Pull out every row below that contains the word "blue", copying each one in full. Treat uppercase and lowercase as different, so only exact matches count.

• Supplied data:
..............................
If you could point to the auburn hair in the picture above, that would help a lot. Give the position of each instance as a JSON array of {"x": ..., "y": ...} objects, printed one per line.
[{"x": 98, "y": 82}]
..............................
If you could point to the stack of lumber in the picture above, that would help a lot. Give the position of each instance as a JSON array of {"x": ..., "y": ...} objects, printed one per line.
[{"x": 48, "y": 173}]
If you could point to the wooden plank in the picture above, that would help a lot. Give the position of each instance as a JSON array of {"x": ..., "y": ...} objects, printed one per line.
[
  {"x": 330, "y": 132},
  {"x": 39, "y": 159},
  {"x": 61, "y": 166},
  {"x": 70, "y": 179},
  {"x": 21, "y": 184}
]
..............................
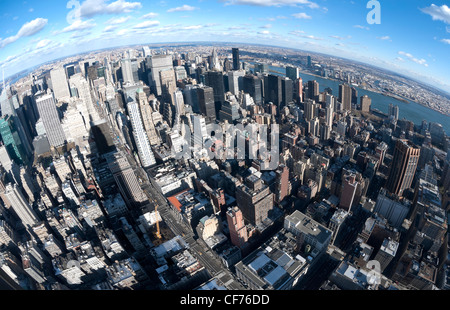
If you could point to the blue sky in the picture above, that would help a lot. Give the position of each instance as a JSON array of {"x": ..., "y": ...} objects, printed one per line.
..............................
• Completed exercise:
If you could point to the blue sky in the picture above, that would help a lot. Give the position of each instance as a JSON array of {"x": ..., "y": ...} objects, printed one per line.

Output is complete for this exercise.